─── Source material ───

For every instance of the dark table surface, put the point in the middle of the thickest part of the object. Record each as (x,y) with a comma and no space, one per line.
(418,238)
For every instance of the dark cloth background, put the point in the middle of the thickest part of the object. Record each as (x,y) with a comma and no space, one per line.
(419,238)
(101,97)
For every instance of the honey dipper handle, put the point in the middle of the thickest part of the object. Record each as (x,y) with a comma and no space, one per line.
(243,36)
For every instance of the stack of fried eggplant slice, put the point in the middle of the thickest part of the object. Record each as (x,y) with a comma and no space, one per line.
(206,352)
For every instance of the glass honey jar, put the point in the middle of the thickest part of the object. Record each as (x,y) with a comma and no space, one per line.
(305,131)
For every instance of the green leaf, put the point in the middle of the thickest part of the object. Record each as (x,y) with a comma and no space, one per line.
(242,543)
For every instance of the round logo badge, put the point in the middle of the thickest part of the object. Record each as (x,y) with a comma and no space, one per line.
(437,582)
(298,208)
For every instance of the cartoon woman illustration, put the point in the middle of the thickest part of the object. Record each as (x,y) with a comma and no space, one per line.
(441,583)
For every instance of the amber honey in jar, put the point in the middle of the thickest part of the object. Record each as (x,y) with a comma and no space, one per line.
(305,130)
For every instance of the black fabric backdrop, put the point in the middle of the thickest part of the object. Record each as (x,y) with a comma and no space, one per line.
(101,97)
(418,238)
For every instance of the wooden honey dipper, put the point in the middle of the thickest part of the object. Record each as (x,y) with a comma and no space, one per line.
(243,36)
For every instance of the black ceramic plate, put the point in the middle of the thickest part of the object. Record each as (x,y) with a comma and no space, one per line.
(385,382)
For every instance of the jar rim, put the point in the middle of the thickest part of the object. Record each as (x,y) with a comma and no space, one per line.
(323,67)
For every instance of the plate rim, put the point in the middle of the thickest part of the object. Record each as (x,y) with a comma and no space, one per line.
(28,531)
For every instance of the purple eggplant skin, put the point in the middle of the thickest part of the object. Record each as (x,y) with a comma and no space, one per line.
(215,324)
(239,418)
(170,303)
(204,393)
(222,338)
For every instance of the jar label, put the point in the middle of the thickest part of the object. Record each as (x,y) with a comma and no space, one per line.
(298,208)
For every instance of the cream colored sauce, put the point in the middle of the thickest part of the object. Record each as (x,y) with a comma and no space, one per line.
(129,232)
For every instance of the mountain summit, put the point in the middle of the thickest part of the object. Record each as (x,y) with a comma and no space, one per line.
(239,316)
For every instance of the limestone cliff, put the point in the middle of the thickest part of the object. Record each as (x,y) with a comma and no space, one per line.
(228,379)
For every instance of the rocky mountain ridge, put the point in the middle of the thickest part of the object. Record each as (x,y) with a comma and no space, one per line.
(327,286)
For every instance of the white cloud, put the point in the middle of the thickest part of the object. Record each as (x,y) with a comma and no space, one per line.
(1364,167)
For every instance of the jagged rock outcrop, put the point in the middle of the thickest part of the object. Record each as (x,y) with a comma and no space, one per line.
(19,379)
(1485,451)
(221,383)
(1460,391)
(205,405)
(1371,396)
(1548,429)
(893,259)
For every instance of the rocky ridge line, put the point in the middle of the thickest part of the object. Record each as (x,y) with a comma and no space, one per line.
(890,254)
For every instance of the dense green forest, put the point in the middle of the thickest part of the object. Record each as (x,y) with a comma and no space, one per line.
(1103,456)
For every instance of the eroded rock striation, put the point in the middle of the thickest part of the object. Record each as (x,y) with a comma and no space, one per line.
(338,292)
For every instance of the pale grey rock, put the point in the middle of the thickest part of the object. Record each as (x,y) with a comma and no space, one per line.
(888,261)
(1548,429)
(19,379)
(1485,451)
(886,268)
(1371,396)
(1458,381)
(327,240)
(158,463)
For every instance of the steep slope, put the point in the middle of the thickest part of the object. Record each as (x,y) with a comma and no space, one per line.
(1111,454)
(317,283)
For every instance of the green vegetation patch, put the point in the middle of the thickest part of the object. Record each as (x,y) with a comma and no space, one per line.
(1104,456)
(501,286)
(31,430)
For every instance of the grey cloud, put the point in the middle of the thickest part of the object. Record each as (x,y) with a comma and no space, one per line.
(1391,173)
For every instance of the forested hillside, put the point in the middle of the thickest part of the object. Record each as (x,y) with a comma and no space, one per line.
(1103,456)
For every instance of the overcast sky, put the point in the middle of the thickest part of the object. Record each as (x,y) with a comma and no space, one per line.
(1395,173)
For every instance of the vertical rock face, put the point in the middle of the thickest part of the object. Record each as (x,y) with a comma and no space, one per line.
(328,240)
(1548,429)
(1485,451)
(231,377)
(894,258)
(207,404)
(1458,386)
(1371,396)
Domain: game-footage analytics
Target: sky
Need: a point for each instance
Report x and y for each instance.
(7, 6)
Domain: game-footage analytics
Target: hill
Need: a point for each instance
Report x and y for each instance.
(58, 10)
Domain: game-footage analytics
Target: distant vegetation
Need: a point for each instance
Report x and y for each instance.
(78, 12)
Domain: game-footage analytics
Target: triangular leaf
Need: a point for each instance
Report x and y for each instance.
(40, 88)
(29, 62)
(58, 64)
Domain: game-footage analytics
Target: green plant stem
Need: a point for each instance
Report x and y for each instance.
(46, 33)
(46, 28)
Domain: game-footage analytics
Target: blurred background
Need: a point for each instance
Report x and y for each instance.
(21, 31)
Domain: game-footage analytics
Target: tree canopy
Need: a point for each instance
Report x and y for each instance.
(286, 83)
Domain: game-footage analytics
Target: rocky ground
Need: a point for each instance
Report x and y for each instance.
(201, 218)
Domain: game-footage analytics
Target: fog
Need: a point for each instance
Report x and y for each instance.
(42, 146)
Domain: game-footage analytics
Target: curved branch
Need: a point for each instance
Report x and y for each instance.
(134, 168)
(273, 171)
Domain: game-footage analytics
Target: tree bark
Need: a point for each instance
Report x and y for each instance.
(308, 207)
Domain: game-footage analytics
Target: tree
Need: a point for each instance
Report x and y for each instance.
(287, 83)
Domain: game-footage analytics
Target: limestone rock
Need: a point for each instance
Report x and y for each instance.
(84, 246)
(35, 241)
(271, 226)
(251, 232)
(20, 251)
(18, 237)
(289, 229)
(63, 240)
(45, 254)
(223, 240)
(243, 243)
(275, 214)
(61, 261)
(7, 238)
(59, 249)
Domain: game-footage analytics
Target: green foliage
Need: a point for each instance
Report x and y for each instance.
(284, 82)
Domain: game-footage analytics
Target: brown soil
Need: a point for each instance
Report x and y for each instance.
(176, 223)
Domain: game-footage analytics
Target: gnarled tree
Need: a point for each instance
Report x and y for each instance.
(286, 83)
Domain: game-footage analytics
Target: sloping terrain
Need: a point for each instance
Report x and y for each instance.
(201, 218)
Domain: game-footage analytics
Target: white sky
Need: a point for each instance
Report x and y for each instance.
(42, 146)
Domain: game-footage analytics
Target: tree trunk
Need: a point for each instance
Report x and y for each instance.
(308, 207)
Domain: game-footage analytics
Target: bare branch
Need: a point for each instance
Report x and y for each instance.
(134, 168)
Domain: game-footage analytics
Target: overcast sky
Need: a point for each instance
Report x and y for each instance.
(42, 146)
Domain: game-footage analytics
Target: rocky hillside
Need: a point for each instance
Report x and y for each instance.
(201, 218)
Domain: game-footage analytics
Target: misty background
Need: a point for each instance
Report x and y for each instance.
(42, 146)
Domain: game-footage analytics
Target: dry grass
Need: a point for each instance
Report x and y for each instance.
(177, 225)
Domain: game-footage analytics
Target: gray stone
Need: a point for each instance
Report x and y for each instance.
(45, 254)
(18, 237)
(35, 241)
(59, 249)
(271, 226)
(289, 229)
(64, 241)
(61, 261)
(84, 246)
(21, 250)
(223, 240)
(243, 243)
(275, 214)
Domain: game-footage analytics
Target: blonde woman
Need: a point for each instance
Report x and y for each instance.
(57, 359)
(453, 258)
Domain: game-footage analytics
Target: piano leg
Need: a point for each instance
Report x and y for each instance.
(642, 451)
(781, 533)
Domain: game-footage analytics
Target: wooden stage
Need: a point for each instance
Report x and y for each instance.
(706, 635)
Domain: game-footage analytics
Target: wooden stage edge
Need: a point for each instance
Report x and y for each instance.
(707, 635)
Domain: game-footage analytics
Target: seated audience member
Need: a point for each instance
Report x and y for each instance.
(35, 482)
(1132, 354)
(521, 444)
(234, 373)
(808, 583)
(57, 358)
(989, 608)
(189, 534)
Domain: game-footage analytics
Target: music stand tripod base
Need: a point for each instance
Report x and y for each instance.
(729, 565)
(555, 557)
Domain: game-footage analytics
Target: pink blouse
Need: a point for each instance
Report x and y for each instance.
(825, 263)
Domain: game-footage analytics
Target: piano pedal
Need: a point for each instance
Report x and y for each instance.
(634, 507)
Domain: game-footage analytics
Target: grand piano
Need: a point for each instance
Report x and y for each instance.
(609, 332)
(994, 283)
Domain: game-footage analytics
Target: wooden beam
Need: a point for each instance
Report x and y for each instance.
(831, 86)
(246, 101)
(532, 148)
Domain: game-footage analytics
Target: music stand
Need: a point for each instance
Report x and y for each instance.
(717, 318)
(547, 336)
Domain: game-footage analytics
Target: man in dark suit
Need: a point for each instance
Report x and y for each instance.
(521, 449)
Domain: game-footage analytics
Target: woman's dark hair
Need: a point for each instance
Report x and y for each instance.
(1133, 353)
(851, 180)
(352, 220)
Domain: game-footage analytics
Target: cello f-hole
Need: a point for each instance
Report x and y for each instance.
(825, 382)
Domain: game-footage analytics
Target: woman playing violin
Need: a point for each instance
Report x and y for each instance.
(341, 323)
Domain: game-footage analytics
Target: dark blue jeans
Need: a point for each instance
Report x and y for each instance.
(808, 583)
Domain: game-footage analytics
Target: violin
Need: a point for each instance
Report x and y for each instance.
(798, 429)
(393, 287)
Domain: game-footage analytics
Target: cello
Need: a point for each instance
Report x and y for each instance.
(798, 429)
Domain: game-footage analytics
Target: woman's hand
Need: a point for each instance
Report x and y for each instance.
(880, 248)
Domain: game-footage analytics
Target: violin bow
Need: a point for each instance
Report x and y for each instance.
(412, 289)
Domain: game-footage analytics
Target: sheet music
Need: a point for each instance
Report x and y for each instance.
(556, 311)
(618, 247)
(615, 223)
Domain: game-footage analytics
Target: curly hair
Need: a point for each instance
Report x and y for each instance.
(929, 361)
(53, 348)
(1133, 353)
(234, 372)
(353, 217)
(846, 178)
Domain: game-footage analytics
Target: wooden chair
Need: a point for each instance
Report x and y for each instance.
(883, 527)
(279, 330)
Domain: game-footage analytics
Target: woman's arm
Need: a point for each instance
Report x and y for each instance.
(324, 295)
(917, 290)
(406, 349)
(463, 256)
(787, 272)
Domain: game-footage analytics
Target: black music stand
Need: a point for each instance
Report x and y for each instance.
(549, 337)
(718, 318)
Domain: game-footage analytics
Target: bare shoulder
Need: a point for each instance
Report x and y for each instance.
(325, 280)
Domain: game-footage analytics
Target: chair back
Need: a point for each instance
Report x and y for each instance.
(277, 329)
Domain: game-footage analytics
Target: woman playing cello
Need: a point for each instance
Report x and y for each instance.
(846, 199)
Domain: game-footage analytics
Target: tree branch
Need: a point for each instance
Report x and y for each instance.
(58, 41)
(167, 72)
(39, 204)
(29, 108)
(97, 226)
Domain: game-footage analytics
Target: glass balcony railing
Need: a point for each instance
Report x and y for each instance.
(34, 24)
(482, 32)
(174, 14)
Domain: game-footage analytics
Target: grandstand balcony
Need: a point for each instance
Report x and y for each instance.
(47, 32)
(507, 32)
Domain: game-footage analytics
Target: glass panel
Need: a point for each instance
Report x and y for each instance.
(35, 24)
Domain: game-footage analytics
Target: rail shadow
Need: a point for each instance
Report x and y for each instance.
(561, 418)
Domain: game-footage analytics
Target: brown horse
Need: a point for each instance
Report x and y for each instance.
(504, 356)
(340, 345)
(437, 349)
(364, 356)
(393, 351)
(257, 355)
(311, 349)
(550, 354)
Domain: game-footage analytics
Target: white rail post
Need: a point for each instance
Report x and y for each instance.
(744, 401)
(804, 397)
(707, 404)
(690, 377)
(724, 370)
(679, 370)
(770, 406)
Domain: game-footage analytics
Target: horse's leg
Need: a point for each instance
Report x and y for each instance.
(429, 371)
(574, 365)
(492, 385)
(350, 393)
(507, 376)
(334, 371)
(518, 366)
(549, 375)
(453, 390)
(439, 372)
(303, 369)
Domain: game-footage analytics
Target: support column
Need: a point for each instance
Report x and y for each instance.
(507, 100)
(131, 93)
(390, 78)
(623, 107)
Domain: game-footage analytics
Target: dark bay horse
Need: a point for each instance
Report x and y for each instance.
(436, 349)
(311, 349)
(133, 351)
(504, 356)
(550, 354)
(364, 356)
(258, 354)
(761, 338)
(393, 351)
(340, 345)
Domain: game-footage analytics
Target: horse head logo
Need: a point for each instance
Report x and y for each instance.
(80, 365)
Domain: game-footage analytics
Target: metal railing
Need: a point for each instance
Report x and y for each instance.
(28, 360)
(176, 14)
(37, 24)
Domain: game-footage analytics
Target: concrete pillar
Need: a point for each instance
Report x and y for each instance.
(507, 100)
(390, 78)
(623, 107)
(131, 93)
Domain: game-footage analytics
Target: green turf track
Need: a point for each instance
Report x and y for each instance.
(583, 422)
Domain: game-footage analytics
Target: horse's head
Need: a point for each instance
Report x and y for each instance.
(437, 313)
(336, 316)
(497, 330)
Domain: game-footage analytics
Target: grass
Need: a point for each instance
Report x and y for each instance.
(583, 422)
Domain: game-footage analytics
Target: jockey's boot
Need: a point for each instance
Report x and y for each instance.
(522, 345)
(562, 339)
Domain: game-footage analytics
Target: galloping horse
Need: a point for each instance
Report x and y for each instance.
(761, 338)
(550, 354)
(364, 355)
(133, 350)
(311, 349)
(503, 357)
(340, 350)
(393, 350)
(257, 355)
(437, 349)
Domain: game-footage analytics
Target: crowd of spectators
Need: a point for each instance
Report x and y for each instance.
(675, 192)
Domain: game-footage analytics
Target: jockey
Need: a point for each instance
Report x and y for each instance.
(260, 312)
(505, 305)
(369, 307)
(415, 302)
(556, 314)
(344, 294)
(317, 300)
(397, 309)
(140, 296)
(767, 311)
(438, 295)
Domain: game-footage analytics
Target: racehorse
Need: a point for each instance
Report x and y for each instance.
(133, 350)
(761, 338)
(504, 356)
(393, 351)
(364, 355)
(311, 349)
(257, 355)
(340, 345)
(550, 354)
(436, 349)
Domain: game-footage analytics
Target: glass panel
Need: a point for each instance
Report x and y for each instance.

───

Aim of the exercise
In the lines above, spot each one that contains the word "branch" and copy it.

Response to the task
Target: curved branch
Target: bare branch
Target: tree branch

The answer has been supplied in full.